[Records provided]

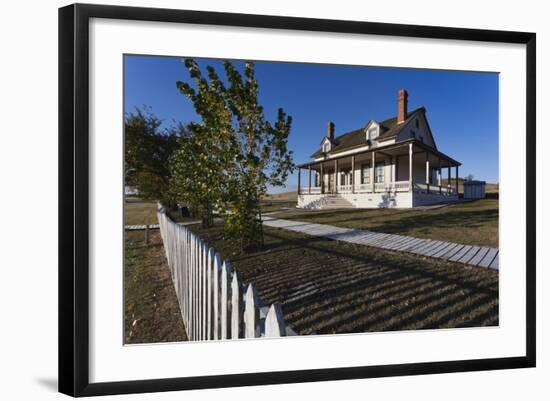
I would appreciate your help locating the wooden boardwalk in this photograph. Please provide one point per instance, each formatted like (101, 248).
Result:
(450, 251)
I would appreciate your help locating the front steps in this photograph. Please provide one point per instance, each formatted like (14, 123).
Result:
(336, 202)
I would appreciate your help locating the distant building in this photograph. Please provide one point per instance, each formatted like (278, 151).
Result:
(129, 191)
(390, 163)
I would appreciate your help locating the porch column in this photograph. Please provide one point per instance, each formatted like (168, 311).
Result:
(336, 176)
(299, 176)
(410, 167)
(394, 168)
(373, 164)
(309, 181)
(353, 174)
(456, 180)
(439, 174)
(427, 172)
(323, 179)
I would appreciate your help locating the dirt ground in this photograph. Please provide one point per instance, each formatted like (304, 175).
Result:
(328, 287)
(471, 223)
(151, 312)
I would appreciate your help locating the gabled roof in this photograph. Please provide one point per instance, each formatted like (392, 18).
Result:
(388, 129)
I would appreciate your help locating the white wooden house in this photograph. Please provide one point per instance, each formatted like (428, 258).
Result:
(391, 163)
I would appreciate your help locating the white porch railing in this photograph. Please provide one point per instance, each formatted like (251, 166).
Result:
(398, 186)
(345, 189)
(433, 188)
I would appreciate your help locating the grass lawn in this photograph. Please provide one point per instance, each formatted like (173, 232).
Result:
(151, 311)
(137, 211)
(330, 287)
(471, 223)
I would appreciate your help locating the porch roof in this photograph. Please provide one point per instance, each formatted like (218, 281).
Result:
(394, 148)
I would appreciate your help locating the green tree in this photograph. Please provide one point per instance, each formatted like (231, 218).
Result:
(251, 153)
(197, 170)
(147, 153)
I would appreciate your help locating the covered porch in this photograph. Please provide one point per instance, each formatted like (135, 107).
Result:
(408, 166)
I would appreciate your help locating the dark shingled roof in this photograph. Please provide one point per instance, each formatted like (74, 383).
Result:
(388, 129)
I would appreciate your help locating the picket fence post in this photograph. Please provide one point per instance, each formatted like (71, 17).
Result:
(251, 313)
(224, 320)
(216, 292)
(236, 306)
(274, 323)
(210, 295)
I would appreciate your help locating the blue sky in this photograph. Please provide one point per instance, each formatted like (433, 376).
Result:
(462, 107)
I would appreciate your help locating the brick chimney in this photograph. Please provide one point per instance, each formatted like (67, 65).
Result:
(402, 96)
(330, 131)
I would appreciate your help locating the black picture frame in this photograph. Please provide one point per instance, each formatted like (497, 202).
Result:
(74, 200)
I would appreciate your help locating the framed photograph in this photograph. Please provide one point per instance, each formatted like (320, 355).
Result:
(277, 199)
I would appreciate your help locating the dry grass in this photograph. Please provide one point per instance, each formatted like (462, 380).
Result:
(138, 211)
(151, 312)
(328, 287)
(283, 196)
(472, 223)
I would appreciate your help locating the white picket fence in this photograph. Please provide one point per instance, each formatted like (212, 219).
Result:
(212, 299)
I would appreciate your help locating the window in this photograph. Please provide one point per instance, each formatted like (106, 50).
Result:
(379, 172)
(365, 174)
(373, 133)
(343, 178)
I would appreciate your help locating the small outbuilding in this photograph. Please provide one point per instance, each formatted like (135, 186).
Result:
(474, 189)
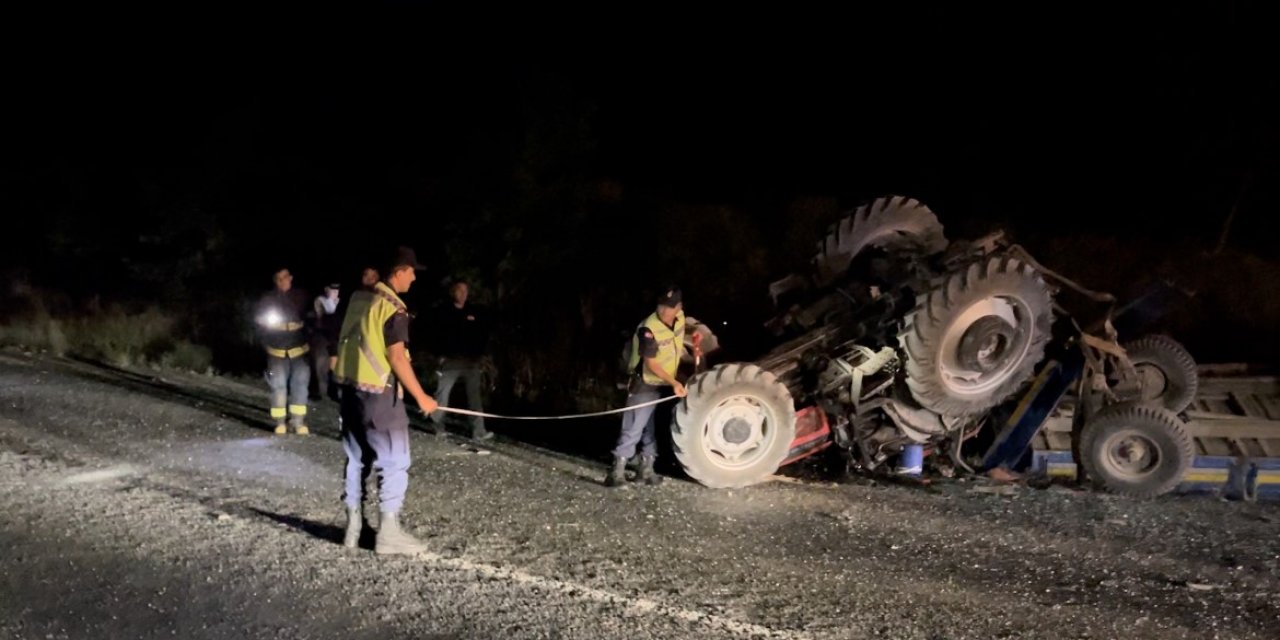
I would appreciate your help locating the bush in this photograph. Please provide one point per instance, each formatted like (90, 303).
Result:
(115, 336)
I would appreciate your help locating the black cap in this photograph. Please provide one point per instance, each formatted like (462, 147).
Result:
(670, 296)
(405, 256)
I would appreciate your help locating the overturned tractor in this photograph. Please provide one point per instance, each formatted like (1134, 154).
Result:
(896, 336)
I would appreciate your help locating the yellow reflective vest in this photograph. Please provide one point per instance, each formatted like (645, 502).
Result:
(671, 347)
(362, 359)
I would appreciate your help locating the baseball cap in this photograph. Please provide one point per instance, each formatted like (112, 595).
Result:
(670, 296)
(405, 256)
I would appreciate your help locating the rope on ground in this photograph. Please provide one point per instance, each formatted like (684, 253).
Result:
(594, 414)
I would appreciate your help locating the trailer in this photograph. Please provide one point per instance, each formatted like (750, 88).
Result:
(1234, 421)
(896, 339)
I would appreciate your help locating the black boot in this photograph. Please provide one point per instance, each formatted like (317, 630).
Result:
(617, 472)
(647, 474)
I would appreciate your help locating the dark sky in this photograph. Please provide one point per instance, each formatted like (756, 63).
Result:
(1073, 118)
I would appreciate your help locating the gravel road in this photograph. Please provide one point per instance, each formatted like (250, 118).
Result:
(158, 504)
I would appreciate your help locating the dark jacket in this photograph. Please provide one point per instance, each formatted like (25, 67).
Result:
(289, 311)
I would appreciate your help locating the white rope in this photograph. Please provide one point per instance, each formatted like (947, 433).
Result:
(481, 414)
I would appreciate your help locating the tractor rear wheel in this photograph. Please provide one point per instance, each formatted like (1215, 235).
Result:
(976, 338)
(735, 426)
(1136, 449)
(1166, 371)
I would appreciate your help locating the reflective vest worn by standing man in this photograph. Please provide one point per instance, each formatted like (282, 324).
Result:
(279, 319)
(657, 347)
(375, 373)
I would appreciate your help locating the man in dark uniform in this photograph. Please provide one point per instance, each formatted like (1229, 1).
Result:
(656, 351)
(375, 373)
(325, 324)
(279, 319)
(461, 336)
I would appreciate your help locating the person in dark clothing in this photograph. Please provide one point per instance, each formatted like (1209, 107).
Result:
(461, 338)
(325, 324)
(279, 318)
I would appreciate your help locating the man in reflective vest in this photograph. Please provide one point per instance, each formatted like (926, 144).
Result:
(657, 347)
(375, 373)
(279, 315)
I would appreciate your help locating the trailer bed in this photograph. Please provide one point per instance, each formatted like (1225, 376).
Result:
(1235, 423)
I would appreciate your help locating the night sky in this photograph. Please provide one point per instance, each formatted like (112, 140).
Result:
(300, 126)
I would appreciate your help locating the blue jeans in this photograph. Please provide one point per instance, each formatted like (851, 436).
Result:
(289, 379)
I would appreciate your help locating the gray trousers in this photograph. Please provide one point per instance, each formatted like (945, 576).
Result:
(639, 425)
(375, 437)
(288, 379)
(471, 376)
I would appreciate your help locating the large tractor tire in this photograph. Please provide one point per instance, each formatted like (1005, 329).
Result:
(1136, 449)
(1166, 371)
(735, 426)
(894, 223)
(974, 339)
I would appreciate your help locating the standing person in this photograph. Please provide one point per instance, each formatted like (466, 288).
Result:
(375, 373)
(279, 318)
(369, 278)
(324, 336)
(461, 337)
(657, 347)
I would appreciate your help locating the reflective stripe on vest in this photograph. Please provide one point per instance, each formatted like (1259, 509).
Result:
(288, 353)
(671, 346)
(362, 357)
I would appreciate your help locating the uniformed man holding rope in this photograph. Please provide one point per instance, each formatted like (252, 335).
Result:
(375, 374)
(656, 351)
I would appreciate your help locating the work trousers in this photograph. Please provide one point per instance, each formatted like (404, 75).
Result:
(375, 437)
(472, 376)
(288, 379)
(639, 425)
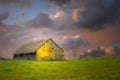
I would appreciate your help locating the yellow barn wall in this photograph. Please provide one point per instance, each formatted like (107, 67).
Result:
(49, 51)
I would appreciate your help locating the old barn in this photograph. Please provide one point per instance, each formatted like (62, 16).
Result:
(40, 50)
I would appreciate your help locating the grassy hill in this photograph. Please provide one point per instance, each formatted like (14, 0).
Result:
(106, 68)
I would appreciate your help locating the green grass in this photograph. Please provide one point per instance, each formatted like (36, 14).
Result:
(106, 68)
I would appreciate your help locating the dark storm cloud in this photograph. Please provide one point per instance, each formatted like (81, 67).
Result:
(3, 16)
(41, 20)
(21, 3)
(73, 43)
(97, 14)
(59, 2)
(92, 14)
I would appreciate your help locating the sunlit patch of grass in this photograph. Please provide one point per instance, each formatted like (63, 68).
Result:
(106, 68)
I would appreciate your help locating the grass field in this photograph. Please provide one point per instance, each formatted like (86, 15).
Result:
(106, 68)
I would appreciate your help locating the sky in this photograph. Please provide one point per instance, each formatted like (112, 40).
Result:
(75, 25)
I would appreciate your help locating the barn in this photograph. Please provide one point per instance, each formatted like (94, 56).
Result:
(40, 50)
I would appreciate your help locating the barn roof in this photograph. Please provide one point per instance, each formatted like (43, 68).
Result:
(32, 47)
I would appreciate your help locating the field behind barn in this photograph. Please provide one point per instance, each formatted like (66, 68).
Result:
(106, 68)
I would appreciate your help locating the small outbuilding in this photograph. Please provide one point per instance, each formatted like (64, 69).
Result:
(40, 50)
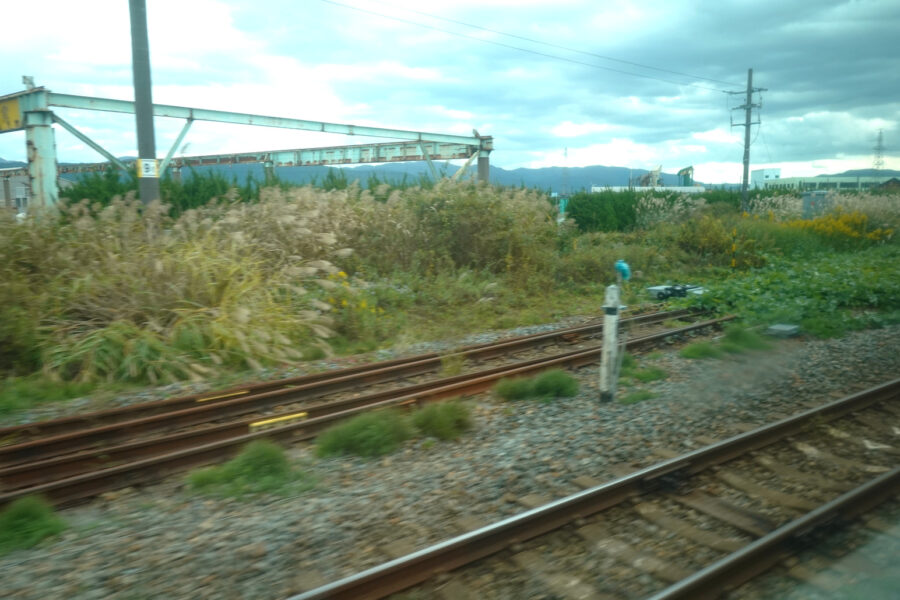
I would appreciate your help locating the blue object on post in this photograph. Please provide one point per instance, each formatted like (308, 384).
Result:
(623, 269)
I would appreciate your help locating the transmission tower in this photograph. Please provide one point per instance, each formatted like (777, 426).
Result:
(878, 162)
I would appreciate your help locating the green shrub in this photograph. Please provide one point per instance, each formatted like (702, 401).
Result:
(603, 211)
(822, 294)
(444, 420)
(637, 396)
(648, 374)
(738, 339)
(369, 434)
(27, 521)
(700, 350)
(261, 467)
(555, 384)
(17, 393)
(549, 384)
(514, 389)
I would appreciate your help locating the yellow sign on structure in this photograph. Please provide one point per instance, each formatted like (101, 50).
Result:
(10, 116)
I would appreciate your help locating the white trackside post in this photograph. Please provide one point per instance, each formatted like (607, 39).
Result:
(609, 360)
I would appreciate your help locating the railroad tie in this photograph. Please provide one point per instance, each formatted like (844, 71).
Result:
(561, 584)
(619, 550)
(736, 516)
(777, 497)
(845, 463)
(808, 479)
(683, 528)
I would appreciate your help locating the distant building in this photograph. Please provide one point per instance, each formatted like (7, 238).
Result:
(693, 189)
(838, 182)
(15, 191)
(892, 184)
(760, 177)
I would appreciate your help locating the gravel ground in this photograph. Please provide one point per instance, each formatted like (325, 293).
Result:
(161, 541)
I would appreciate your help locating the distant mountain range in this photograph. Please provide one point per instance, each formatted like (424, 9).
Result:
(555, 179)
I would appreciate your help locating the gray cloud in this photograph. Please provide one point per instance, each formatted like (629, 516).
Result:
(830, 69)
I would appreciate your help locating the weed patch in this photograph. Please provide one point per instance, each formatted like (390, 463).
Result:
(738, 339)
(700, 350)
(26, 522)
(649, 374)
(549, 384)
(19, 393)
(444, 420)
(369, 434)
(260, 468)
(555, 384)
(514, 389)
(637, 396)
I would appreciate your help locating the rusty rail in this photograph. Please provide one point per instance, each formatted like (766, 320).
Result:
(195, 408)
(404, 572)
(68, 483)
(761, 555)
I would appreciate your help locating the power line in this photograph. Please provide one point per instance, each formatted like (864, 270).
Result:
(559, 46)
(519, 48)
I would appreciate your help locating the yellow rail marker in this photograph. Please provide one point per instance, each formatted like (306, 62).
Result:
(240, 393)
(293, 417)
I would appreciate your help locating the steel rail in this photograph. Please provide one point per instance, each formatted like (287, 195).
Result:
(201, 409)
(414, 364)
(761, 555)
(404, 572)
(84, 485)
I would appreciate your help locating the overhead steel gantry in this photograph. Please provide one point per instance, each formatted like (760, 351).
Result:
(30, 110)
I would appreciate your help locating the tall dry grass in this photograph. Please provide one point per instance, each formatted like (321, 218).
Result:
(126, 293)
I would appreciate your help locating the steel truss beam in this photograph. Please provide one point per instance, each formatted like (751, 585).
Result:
(34, 104)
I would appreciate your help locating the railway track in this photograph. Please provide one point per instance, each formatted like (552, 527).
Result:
(71, 459)
(692, 526)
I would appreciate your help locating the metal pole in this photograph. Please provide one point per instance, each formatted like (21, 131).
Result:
(484, 167)
(608, 359)
(745, 204)
(40, 143)
(147, 167)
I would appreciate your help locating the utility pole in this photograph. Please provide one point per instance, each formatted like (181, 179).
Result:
(878, 161)
(147, 166)
(747, 107)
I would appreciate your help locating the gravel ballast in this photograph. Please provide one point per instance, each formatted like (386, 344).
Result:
(163, 541)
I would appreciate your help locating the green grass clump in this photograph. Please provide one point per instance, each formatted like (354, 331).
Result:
(637, 396)
(648, 374)
(26, 522)
(555, 384)
(369, 434)
(445, 421)
(549, 384)
(700, 350)
(261, 467)
(19, 393)
(514, 389)
(743, 339)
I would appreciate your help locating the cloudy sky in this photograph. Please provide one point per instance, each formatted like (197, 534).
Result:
(616, 83)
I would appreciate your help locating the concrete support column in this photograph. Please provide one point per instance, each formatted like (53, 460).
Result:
(40, 143)
(484, 167)
(7, 194)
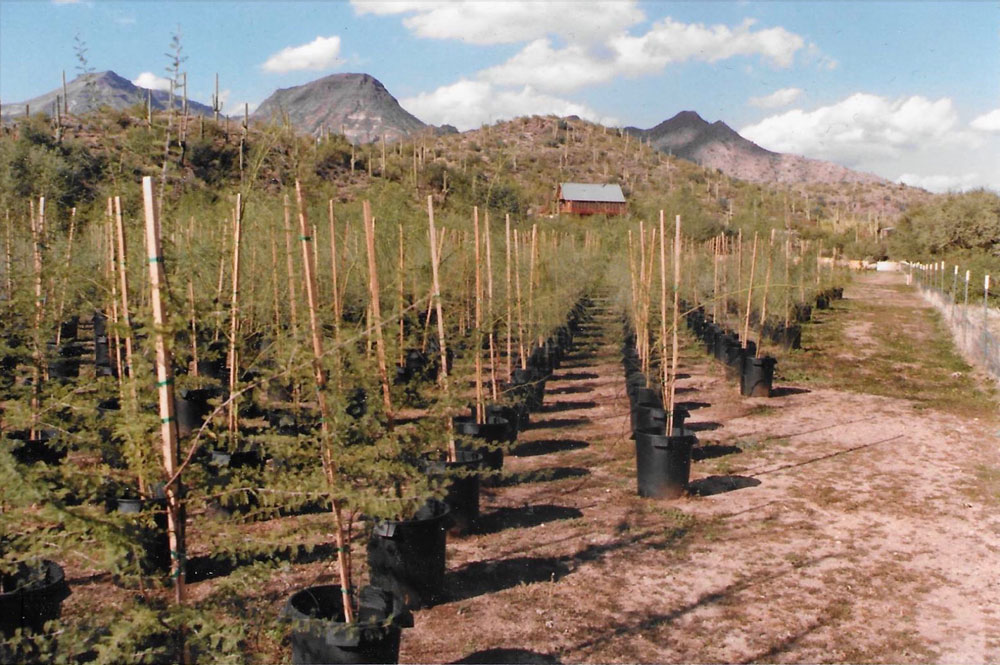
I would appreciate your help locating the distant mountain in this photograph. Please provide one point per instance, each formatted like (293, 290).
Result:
(716, 145)
(357, 105)
(90, 92)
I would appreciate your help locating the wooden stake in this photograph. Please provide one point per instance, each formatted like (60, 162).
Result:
(329, 466)
(234, 319)
(290, 266)
(489, 307)
(664, 370)
(436, 297)
(767, 285)
(164, 381)
(510, 347)
(377, 310)
(753, 265)
(68, 261)
(480, 405)
(677, 291)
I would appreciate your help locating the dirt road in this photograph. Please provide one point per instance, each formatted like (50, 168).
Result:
(852, 517)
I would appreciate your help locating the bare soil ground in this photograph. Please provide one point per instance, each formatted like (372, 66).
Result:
(852, 517)
(824, 524)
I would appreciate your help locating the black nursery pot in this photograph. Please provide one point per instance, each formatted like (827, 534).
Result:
(191, 408)
(462, 483)
(484, 438)
(44, 448)
(407, 557)
(757, 376)
(663, 464)
(648, 419)
(320, 635)
(153, 541)
(33, 594)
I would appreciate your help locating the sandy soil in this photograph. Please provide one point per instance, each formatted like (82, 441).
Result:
(821, 526)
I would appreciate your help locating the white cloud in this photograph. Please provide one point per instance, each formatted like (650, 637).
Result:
(776, 99)
(941, 183)
(321, 53)
(670, 41)
(478, 22)
(469, 104)
(560, 70)
(863, 127)
(988, 122)
(151, 81)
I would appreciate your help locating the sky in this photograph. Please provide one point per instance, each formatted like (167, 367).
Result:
(909, 91)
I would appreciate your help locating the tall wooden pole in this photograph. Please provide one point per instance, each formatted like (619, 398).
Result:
(329, 464)
(234, 318)
(436, 298)
(376, 309)
(164, 382)
(677, 291)
(290, 266)
(753, 265)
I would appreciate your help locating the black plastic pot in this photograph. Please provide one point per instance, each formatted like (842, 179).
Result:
(191, 408)
(320, 635)
(407, 557)
(32, 595)
(483, 438)
(44, 448)
(462, 482)
(757, 376)
(153, 541)
(648, 419)
(790, 336)
(663, 464)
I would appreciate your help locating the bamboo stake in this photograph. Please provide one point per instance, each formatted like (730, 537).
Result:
(715, 279)
(234, 318)
(164, 381)
(376, 309)
(290, 266)
(123, 274)
(510, 347)
(436, 297)
(788, 287)
(753, 265)
(677, 291)
(194, 329)
(9, 257)
(65, 284)
(489, 307)
(767, 285)
(520, 314)
(480, 405)
(329, 467)
(112, 275)
(664, 373)
(38, 371)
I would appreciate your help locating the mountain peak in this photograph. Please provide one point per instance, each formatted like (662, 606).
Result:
(356, 104)
(89, 92)
(717, 145)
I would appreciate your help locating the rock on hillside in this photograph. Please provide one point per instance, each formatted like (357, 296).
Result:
(716, 145)
(90, 92)
(357, 105)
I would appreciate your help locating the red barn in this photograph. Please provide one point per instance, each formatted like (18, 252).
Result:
(584, 199)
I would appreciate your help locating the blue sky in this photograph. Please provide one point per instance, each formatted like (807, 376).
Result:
(907, 90)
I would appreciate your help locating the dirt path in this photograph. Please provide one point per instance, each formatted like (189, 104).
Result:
(850, 518)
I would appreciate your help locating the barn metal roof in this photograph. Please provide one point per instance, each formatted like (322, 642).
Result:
(575, 191)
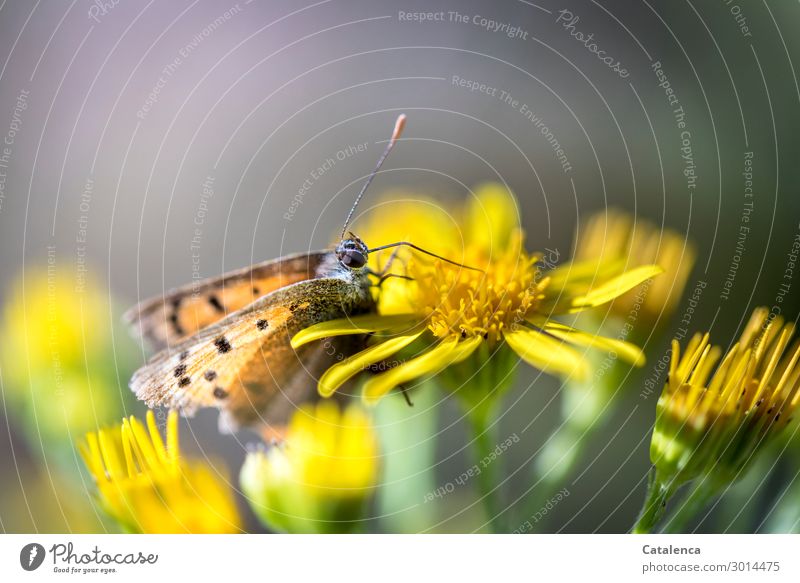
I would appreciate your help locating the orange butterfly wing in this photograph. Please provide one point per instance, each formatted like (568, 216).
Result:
(244, 364)
(184, 311)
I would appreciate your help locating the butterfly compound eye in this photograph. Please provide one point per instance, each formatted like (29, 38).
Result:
(352, 253)
(352, 258)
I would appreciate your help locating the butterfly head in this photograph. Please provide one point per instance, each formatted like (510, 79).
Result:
(352, 252)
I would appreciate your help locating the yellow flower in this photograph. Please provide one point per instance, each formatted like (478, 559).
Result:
(320, 478)
(59, 365)
(613, 239)
(715, 419)
(508, 300)
(146, 486)
(54, 327)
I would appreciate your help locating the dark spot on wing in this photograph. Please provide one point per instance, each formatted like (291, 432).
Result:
(173, 317)
(222, 345)
(215, 303)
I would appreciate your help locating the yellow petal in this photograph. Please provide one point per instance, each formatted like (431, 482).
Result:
(546, 353)
(628, 351)
(447, 352)
(355, 325)
(584, 272)
(339, 373)
(492, 216)
(615, 287)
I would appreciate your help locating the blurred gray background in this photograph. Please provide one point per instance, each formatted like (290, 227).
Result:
(143, 103)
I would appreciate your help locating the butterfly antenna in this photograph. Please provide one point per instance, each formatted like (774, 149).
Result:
(426, 252)
(398, 129)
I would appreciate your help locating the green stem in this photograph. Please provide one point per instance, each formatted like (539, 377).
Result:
(702, 492)
(658, 493)
(483, 444)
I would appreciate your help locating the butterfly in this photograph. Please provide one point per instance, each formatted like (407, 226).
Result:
(226, 342)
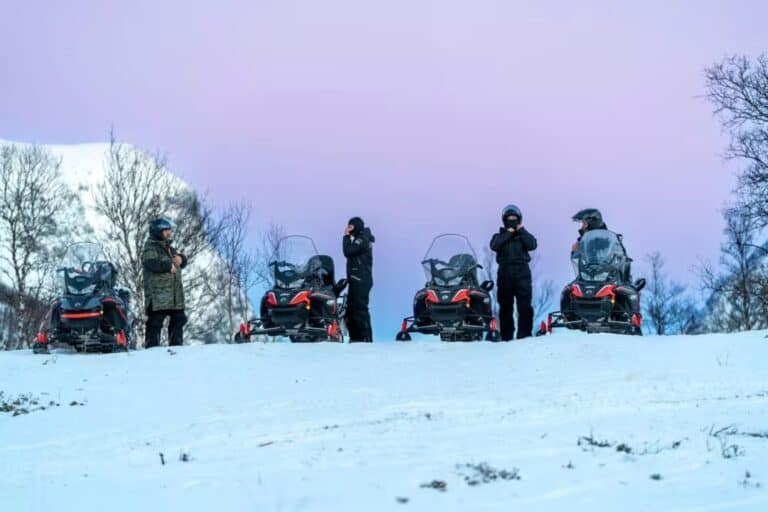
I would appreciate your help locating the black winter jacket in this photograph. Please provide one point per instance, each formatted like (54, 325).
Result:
(512, 248)
(358, 250)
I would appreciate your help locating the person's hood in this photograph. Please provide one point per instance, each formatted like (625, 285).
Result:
(366, 232)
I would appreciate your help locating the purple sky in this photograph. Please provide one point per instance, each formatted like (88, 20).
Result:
(422, 117)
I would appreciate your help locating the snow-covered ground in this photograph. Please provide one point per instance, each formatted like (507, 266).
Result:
(382, 427)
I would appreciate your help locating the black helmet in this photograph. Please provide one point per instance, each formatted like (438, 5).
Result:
(591, 216)
(511, 209)
(358, 224)
(157, 226)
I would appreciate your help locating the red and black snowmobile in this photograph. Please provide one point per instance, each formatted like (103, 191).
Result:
(602, 298)
(92, 314)
(453, 304)
(305, 302)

[Exercise aim]
Take the line with "I would appreciate your help locating the blurred" as the first line and the last line of the records above as the final one; reproduce exactly the lines between them, both included, without pictures.

[Written answer]
I would appreciate your help locating the blurred gray background in this photograph. Please provide one point per instance, each formatted like (290, 227).
Result:
(143, 103)
I would appreciate your help locating the butterfly antenna in this photograph. Please provide one point per instance, each formatted like (774, 149).
Result:
(426, 252)
(398, 129)
I would appreciate your help locating the green stem in this photograph. Please provide one point per instance, each formatted like (539, 377).
Result:
(702, 492)
(658, 493)
(483, 444)
I would appreciate your help locating the butterfly in this photograph. Please provide one point per instance, each formatted like (407, 226).
Result:
(226, 342)
I would appreciate your help locating the black winter jacket in this photograph. Please provide one point per instance, each formatted like (54, 325).
Result:
(512, 248)
(358, 250)
I would appreciate your help locating the person's hood in this photograph. Please provide one point per instance, each formatted like (625, 285).
Result:
(366, 232)
I would appreciate your help locating the purple sky in this photograph. Please provide one point per instance, each formatted like (88, 20).
Result:
(422, 117)
I would appreciate your help locating the snow-covered ground in this photograph. Please provide one point per instance, each formatted like (507, 266).
Result:
(382, 427)
I would appreciate your help locating the black helmet in this photograph. Please provide one point per instance, each formatted like (438, 5).
Result:
(591, 216)
(511, 209)
(358, 224)
(157, 226)
I would appreciate your help locating the red and black snowmobile in this photograph. Please provide one point per instance, each formatted like (103, 191).
Result:
(602, 298)
(92, 314)
(453, 304)
(305, 302)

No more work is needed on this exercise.